Fragmento dado >>
● ● ● ● ●
Los opuestos suelen rozarse. Acá, quizás, pueda ensayarse un raspón entre continentes antagónicos. Uno, Nobel de Literatura en 1951 (si mal no recuerdo la fecha), orfebre de una forma nueva, particularísima amalgama entre milagros propios y recursos absorbidos de distintos vergeles (por caso, el flujo de conciencia, boceteado por Joyce y Proust), los cuales se encargó de perfeccionar; del otro, un forjador arrabalero, tan porteño que fue de cabotaje, si se quiere, y que se abrió paso a codazos y empujones en una literatura argentina entonces dominada por Lugones (y por ende, amiga de la afectación y la filigrana), perseguido por los solemnes fanáticos del esteticismo, urgido sin saberlo por la muerte que lo truncó a los cuarenta y dos. Son el norteamericano William Faulkner y nuestro Roberto Arlt.
● ● ● ● ●
Datos mostrados >>
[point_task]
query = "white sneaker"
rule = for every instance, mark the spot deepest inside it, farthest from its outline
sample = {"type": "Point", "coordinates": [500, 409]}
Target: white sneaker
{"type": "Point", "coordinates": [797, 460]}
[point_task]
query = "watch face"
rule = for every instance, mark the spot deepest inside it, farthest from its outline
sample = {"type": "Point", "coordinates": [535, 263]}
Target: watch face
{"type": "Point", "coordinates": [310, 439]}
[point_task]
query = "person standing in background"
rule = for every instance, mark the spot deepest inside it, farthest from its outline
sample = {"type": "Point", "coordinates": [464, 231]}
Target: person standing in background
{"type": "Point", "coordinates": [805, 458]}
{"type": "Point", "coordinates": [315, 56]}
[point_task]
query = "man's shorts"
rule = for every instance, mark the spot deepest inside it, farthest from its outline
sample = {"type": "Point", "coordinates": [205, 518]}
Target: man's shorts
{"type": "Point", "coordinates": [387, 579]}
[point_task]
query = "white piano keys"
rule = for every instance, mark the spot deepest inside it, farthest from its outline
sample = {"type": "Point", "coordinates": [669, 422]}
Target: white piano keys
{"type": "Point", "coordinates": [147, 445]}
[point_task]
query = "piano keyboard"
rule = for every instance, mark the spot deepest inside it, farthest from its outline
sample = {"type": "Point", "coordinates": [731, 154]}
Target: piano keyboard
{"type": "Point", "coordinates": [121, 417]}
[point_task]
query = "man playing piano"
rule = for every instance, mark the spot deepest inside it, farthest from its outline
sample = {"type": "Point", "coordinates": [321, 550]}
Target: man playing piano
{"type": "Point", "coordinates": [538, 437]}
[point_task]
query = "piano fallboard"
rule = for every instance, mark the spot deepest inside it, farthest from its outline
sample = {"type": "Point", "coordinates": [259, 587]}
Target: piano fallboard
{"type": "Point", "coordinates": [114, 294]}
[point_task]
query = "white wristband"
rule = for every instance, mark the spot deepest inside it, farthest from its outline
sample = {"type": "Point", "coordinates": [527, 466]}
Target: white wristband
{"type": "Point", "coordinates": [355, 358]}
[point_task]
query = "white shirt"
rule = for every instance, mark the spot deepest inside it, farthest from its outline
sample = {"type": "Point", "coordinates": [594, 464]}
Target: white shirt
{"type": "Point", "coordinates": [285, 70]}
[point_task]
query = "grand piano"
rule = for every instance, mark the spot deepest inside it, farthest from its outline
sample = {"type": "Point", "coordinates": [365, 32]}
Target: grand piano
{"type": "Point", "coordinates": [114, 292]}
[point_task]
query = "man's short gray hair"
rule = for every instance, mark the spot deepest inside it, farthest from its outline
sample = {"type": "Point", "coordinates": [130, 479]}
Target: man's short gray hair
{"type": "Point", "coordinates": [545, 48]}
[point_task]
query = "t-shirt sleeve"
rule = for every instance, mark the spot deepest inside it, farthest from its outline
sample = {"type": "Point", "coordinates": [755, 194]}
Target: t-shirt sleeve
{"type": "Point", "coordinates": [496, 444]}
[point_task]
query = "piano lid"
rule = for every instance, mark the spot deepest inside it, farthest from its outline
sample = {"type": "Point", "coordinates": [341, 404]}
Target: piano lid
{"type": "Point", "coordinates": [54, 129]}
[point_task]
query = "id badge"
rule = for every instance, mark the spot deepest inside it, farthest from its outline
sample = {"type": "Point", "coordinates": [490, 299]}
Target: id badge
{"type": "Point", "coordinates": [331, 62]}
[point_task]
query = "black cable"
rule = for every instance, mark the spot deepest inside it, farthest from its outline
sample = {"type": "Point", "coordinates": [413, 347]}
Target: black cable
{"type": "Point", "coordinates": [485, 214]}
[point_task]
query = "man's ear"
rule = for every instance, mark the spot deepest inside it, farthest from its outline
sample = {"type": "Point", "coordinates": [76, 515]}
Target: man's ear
● ● ● ● ●
Tareas >>
**A.** En el fragmento sobre Faulkner y Arlt, ¿a qué edad dice que murió Roberto Arlt?
**B.** Prosigue el fragmento sobre Faulkner y Arlt a partir de su última oración.

Respuestas >>
**A.** A los cuarenta y dos años.

**B.**
En extremos geográficos y literarios distintos, vivieron a la par durante casi toda la primera mitad del siglo veinte. Por el treinta, Faulkner lanzo su inmortal
El ruido y la furia: la crónica de la decadencia de los Compson, familia que funge como
alter ego del Sur profundo donde está afincada, un mundo y su inherente cosmovisión malheridos luego de la derrota confederada en la Guerra de Secesión. Diferentes voces reflejan la caída, como ser la de Benjy, el demente que observa todo desde el candor alucinado de su insanía, y que continuamente se fascina con el fuego. Casi a la par, Arlt metió un uno-dos con las novelas que, me parece, signaron la inmortalidad de su leyenda contrariada:
Los siete locos y
Los lanzallamas.
Hace bastante que no comentaba libros. Pero recientemente terminé ambas (porque conforman un bloque inescindible, y simbiótico, y todo aquel que leyó la primera conoce la urgente necesidad de deglutir la segunda). Son las fuerzas del delirio y el incendio las que empujan la lectura, este comentario, y alguna vez también -seguramente- la escritura de las dos.
Comienza la historia con un perdedor, Remo Erdosain. Gris, aburrido, apagado. Cierto día apela a una avivada para revertir su mediocridad. Pero la estafa es descubierta y queda acorralado por la obligación de cancelar un imposible resarcimiento económico a la firma damnificada, nada menos que la empresa que lo tiene como empleado. Este percance lo cruza con Haffner, el Rufián Melancólico, primero de los tantos exponentes de ese submundo del que, poco después, Remo también será integrante. Porque por conducto de Haffner llega a una siniestra quinta del conurbano. Ahí vive y conspira el Astrólogo.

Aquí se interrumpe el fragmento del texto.